取り組む課題 | 六地蔵巡りの文章から、「平安時代後期になると、地蔵信」から「条通りに停車したのでしょう。」までを一字も変えずに書き出してください。

文書の抜粋 |

▽

第57回:京の六地蔵巡りと小野篁

 京都には850年の伝統をもつ「六地蔵巡り」という行事があります。8月22、23日に都の主要街道にある6つのお地蔵さん、つまり奈良街道--伏見地蔵(大善寺)、西国街道--鳥羽地蔵(浄禅寺)、丹波・山陰街道--桂地蔵(地蔵寺)、周山街道--常磐地蔵(源光寺)、鞍馬街道--鞍馬口地蔵(上善寺)、そして東海道--山科地蔵(徳林庵)の六体のお地蔵さんを巡拝し、「お幡(はた)」と呼ばれるお札を集めます。6枚まとめて家の入口に吊すと、疫病退散・家内安全・福徳招来の御利益があるとされています。
 私は20年近く前にここ山科に引っ越して来ました。山科地蔵は旧三条通り、つまり江戸・日本橋から京・三条に続く旧東海道にあり、大津宿から京にのぼる旅人や飛脚が一休みした場所です。 8月22、23日はちょうど町内で地蔵盆の行われる時期です。京都の地蔵盆については拙稿「第15回お盆と夏柑糖」で触れました。「六地蔵巡り」を知らなかった私は、山科地蔵のある町内の地蔵盆は夜店も出て、ずいぶんにぎやかなお祭りをするのだなあと思っていました。

 「六地蔵」という地名は、JR奈良線、京阪電車、京都市営地下鉄東西線の駅名にもなっています。六地蔵の名前の発祥は平安時代初期に遡ります。嵯峨・淳和・仁明天皇に仕えた公卿であり、漢学者であった小野篁(たかむら)は、大病にかかって息を引き取り、一度冥土に行きました。そこで、六道(地獄・餓鬼・畜生・修羅・人間・天上)を巡って、地獄に落ちて苦しむ人々を救済している地蔵菩薩に会います。その地蔵菩薩から「地獄の苦しみと私のことを人々に伝えてほしい」と告げられた篁はそのあと蘇ります。そして、一本の桜の大木から六道にちなんで、六体の地蔵を彫り、木幡(こはた・こわた)の里(現在の六地蔵付近)に収めた、ということです。それは仁寿2(852)年のことと伝えられています。
 平安時代後期になると、地蔵信仰が高まります。深く帰依していた後白河法皇の命を受けた平清盛は、1157(保元2)年に都を病魔や魔物から守るため、西光法師に都の出入り口となる六カ所に六角形のお堂を建てさせました。そして篁の彫った地蔵菩薩をそれぞれのお堂に祀りました。これが「六地蔵巡り」の始まりと言われています。現在、地蔵菩薩は六つの寺院に安置され、地蔵盆の行われる8月22、23日にそれらを巡って無病息災を祈願し、お幡を授かる「六地蔵巡り」が行われます。

 私は8月22日の京都新聞夕刊一面に写真入りで紹介されていた「無病息災祈り六地蔵巡り―京の各寺院で始まる」の記事を読んで、びっくり仰天。20年近くも山科に住んでいて、六地蔵巡りのことを何にも知らなかったのです。それで、翌朝さっそく、台風が近づいていて小雨のぱらつく中を自転車で山科区四ノ宮にある山科地蔵に向かいました。家からすぐのところにある三条通り(旧三条通りの一本南)に観光バスが2台止まっていて、六カ所を巡るツアーをしていました。旧三条通りは狭いので三条通りに停車したのでしょう。

△

データの行 |
▽

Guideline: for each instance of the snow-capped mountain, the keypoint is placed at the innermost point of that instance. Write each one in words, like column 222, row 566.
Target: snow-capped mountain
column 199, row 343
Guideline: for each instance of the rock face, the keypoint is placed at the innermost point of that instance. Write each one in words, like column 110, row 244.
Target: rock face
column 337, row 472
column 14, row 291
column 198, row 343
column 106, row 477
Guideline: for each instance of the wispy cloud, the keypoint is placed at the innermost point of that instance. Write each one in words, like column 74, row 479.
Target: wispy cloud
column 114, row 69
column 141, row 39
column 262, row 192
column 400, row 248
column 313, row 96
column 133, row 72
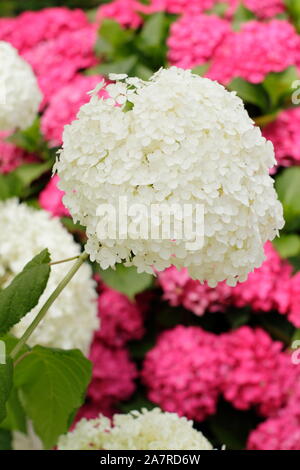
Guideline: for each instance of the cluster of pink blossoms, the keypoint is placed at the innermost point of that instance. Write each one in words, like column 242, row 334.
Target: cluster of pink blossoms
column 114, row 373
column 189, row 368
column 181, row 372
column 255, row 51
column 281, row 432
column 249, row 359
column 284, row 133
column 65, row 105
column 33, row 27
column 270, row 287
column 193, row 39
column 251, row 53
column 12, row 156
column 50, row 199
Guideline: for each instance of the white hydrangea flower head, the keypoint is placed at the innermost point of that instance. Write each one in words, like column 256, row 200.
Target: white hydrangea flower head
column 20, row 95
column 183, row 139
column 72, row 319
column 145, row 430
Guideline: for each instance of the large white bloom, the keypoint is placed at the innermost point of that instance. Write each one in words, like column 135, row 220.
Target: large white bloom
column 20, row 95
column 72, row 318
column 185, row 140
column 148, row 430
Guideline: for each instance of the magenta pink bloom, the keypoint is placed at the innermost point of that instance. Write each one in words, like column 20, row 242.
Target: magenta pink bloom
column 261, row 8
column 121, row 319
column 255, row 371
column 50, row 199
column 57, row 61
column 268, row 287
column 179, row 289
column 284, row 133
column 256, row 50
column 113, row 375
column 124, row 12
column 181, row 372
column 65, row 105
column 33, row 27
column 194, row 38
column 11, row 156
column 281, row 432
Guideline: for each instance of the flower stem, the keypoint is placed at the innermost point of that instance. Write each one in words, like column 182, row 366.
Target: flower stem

△

回答 |
平安時代後期になると、地蔵信仰が高まります。深く帰依していた後白河法皇の命を受けた平清盛は、1157(保元2)年に都を病魔や魔物から守るため、西光法師に都の出入り口となる六カ所に六角形のお堂を建てさせました。そして篁の彫った地蔵菩薩をそれぞれのお堂に祀りました。これが「六地蔵巡り」の始まりと言われています。現在、地蔵菩薩は六つの寺院に安置され、地蔵盆の行われる8月22、23日にそれらを巡って無病息災を祈願し、お幡を授かる「六地蔵巡り」が行われます。

 私は8月22日の京都新聞夕刊一面に写真入りで紹介されていた「無病息災祈り六地蔵巡り―京の各寺院で始まる」の記事を読んで、びっくり仰天。20年近くも山科に住んでいて、六地蔵巡りのことを何にも知らなかったのです。それで、翌朝さっそく、台風が近づいていて小雨のぱらつく中を自転車で山科区四ノ宮にある山科地蔵に向かいました。家からすぐのところにある三条通り(旧三条通りの一本南)に観光バスが2台止まっていて、六カ所を巡るツアーをしていました。旧三条通りは狭いので三条通りに停車したのでしょう。